+++ EXTRAIT DU DOCUMENT
La France va suivre l'engouement des Anglais pour le collie avec un peu de décalage. La Société Centrale Canine est créée en 1882, 9 ans après son homologue anglais qu'est le Kennel Club. Nous l'avons vu en lisant la page "1870-90,
les précurseurs", la première exposition canine française s'est déroulée dans le superbe cadre du Jardin d'Acclimatation du Bois de Boulogne. Vous pouvez d'ailleurs en lire un exposé complet ici: Le
Bulletin de la "Société Impériale d'Acclimatation"Annales forestières 1863 (page 154 et suivantes).
Mais faut-il assimiler à une exposition canine ce qui a plutôt été une démonstration de chiens permettant à une classe aisée de parader. Il n'en demeure pas moins vrai que ces événements jettent les bases de la cynophilie
telle que nous la vivons aujourd'hui.
Le premier Colley enregistré au Livre des Origines Françaises le sera le 25 avril 1889. Il s'agit d'un chien importé d'Irlande. Quant au Collie Club Français, le 1er club de race, il verra le jour en 1909. Le Dr Sées en sera le premier président.
Ce sont pratiquement les seules informations fiables dont nous disposons pour retracer l'histoire d'une période essentielle pour notre race puisqu'elle correspond à la naissance de la cynophilie, des clubs, des expositions et des races canines. 50 années
résumées en quelques lignes. La refonte du LOF en 1933 marquera le vrai départ de la cynophilie en France. L'étude des pedigrees n'est pas évidente car ils sont rédigés à la main, parfois raturés ou pouvant avoir
des erreurs dans la transcription des noms. Voici, à titre d'exemple, le pedigree de Hellée de la Meyfrenie. Une des chiennes fondatrices de l'élevage de Cabrenysset. Elle porte le n° LOF 1 Col 4. Nous remercions l'élevage de Cabrenysset qui nous
a communiqué ce document.
Par les recherches faites dans les archives écrites de cette époque il est possible de recomposer progressivement le puzzle de l'histoire du Colley en France. Parfois de manière inattendue comme les rapports de Paul Mégnin qui avait en charge le dressage
des chiens pendant la 1ère guerre mondiale ou le compte rendu de la première exposition canine française en 1863 publié dans le bulletin de la Société Impériale d'Acclimatation.
++++++
+++ DONNÉES FOURNIES
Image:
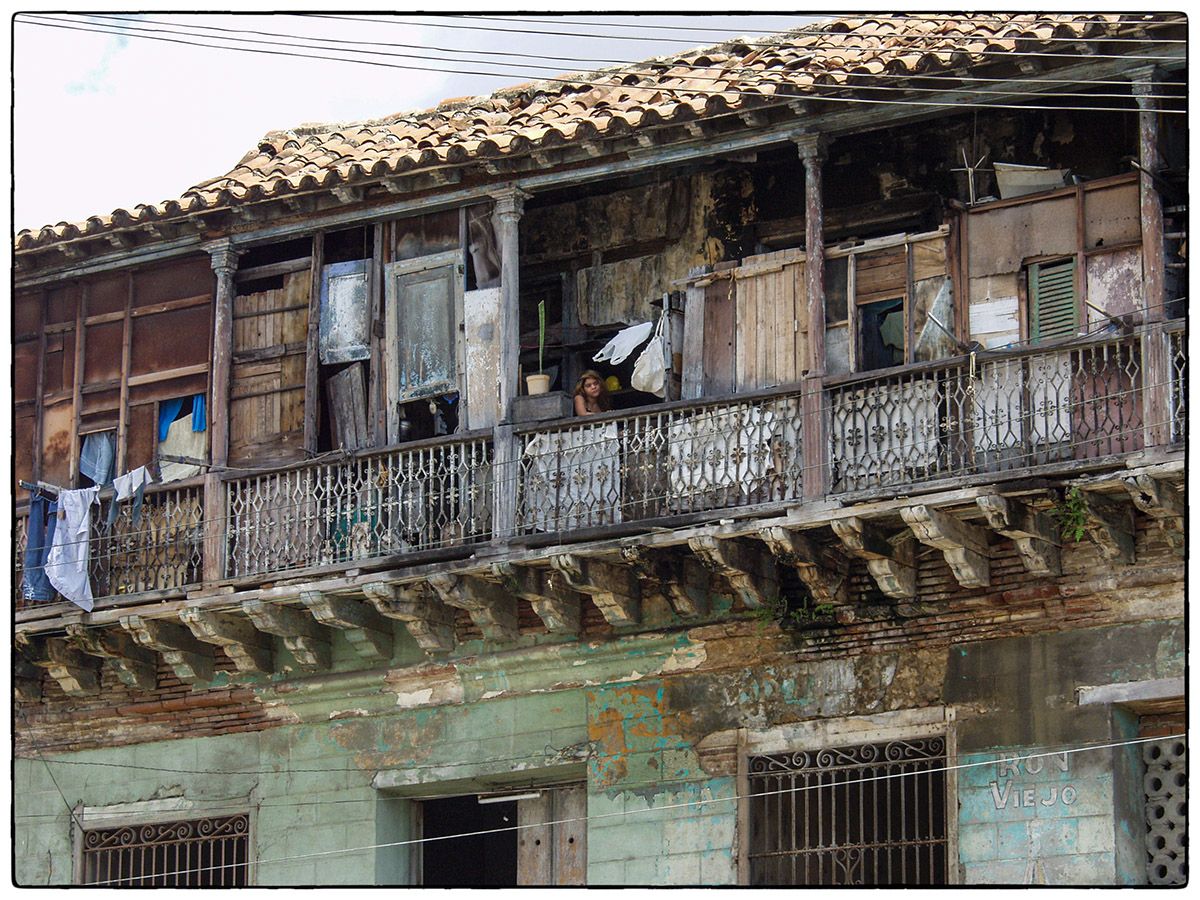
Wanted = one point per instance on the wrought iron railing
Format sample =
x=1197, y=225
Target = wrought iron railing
x=417, y=497
x=677, y=459
x=997, y=412
x=159, y=545
x=1177, y=345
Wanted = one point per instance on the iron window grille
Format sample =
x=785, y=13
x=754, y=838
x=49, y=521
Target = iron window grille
x=873, y=814
x=199, y=852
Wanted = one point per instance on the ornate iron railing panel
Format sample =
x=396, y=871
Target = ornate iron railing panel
x=874, y=814
x=1001, y=412
x=202, y=852
x=19, y=541
x=159, y=547
x=660, y=463
x=1179, y=364
x=391, y=502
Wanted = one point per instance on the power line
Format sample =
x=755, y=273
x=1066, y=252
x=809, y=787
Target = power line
x=631, y=67
x=610, y=85
x=690, y=805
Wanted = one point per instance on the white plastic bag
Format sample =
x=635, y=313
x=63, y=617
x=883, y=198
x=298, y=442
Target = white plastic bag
x=651, y=370
x=623, y=343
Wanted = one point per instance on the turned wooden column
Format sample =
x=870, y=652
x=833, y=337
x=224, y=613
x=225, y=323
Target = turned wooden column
x=509, y=207
x=225, y=264
x=1155, y=357
x=814, y=439
x=505, y=454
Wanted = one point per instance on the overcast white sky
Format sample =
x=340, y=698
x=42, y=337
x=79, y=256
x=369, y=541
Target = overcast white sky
x=105, y=120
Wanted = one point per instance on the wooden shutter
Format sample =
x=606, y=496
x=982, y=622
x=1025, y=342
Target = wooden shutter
x=1053, y=311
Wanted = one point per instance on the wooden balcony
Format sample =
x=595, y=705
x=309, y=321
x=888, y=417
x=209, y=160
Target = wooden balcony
x=1063, y=408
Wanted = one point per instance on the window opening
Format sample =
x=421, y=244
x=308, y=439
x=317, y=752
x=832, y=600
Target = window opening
x=873, y=814
x=475, y=859
x=881, y=327
x=202, y=852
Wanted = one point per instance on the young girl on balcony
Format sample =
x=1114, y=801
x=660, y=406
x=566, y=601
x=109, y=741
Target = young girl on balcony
x=591, y=395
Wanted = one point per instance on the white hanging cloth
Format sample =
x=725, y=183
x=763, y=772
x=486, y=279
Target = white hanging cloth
x=66, y=565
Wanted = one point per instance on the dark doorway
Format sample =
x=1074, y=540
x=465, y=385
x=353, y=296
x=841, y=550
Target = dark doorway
x=475, y=861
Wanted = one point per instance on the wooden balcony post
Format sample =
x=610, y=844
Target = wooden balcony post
x=814, y=437
x=1152, y=247
x=215, y=528
x=225, y=264
x=509, y=207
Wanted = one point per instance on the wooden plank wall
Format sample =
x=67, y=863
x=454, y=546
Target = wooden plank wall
x=270, y=331
x=772, y=321
x=101, y=353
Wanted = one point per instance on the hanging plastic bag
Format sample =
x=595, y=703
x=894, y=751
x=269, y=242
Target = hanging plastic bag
x=623, y=343
x=651, y=370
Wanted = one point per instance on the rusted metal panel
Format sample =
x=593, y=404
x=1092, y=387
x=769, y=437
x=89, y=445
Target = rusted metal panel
x=102, y=359
x=1111, y=215
x=108, y=294
x=174, y=281
x=1003, y=238
x=189, y=343
x=58, y=423
x=1114, y=283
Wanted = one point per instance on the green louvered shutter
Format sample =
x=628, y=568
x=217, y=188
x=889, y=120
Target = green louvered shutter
x=1053, y=291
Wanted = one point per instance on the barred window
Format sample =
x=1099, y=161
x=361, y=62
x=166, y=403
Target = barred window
x=873, y=814
x=199, y=852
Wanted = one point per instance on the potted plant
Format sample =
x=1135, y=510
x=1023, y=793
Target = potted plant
x=539, y=383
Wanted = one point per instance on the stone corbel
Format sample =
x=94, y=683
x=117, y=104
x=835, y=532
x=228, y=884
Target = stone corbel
x=557, y=604
x=77, y=673
x=190, y=659
x=681, y=579
x=430, y=623
x=491, y=607
x=826, y=582
x=245, y=645
x=133, y=665
x=1162, y=503
x=749, y=570
x=307, y=641
x=1033, y=533
x=1110, y=525
x=964, y=545
x=891, y=561
x=612, y=588
x=367, y=633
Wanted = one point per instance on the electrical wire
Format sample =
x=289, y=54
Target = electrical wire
x=609, y=84
x=687, y=805
x=181, y=28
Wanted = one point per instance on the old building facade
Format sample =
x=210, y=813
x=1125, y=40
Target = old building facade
x=883, y=586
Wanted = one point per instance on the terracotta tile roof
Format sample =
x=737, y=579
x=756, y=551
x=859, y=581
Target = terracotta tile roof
x=706, y=82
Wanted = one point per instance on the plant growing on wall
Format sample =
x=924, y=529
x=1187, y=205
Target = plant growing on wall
x=1071, y=514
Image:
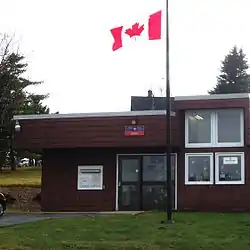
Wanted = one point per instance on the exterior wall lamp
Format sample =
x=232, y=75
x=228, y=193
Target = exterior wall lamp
x=17, y=126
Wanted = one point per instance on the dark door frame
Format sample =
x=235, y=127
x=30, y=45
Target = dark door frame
x=140, y=155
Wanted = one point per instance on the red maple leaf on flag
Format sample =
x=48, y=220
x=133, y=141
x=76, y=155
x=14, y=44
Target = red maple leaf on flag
x=135, y=30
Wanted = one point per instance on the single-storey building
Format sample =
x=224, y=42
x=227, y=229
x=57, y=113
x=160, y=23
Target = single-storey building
x=115, y=161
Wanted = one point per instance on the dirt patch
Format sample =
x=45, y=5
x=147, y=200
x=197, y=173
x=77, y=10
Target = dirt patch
x=22, y=198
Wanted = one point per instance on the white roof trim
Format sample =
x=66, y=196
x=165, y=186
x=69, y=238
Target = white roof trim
x=212, y=97
x=85, y=115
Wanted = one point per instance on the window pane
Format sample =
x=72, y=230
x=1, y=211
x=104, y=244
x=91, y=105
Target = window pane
x=229, y=127
x=199, y=168
x=130, y=169
x=199, y=126
x=154, y=168
x=230, y=168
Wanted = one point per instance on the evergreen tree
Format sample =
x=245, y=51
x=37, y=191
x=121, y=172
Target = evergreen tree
x=233, y=77
x=14, y=98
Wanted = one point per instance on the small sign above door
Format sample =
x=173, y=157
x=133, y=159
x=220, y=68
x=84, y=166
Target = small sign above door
x=134, y=130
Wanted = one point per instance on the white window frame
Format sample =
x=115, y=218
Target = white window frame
x=93, y=168
x=211, y=182
x=228, y=154
x=214, y=132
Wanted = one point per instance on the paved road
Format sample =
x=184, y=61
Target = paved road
x=14, y=219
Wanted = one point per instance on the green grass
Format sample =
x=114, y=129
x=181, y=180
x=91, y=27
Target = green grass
x=191, y=231
x=26, y=176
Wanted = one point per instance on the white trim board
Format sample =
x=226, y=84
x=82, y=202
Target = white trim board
x=89, y=115
x=117, y=177
x=212, y=97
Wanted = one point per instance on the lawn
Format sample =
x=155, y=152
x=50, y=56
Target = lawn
x=191, y=231
x=26, y=176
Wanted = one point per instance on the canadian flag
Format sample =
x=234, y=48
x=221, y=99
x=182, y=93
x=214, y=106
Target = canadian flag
x=154, y=30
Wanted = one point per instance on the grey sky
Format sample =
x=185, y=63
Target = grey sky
x=68, y=45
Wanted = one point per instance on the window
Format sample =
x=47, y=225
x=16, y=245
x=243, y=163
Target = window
x=229, y=168
x=199, y=168
x=220, y=128
x=90, y=178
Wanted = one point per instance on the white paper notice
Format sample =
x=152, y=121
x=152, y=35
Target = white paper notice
x=230, y=160
x=90, y=177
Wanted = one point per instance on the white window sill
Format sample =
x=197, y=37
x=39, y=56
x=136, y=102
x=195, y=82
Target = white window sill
x=219, y=145
x=230, y=182
x=199, y=183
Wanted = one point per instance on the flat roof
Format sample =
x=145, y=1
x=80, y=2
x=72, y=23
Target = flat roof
++++++
→ TRAVAIL DEMANDÉ
Veuillez recopier mot pour mot le passage du texte sur l'histoire du colley en France qui s'ouvre sur les mots contenant « Mais faut-il assimiler » et se clôt sur « le premier président. ».

→ TÂCHE RÉALISÉE
Mais faut-il assimiler à une exposition canine ce qui a plutôt été une démonstration de chiens permettant à une classe aisée de parader. Il n'en demeure pas moins vrai que ces événements jettent les bases de la cynophilie
telle que nous la vivons aujourd'hui.
Le premier Colley enregistré au Livre des Origines Françaises le sera le 25 avril 1889. Il s'agit d'un chien importé d'Irlande. Quant au Collie Club Français, le 1er club de race, il verra le jour en 1909. Le Dr Sées en sera le premier président.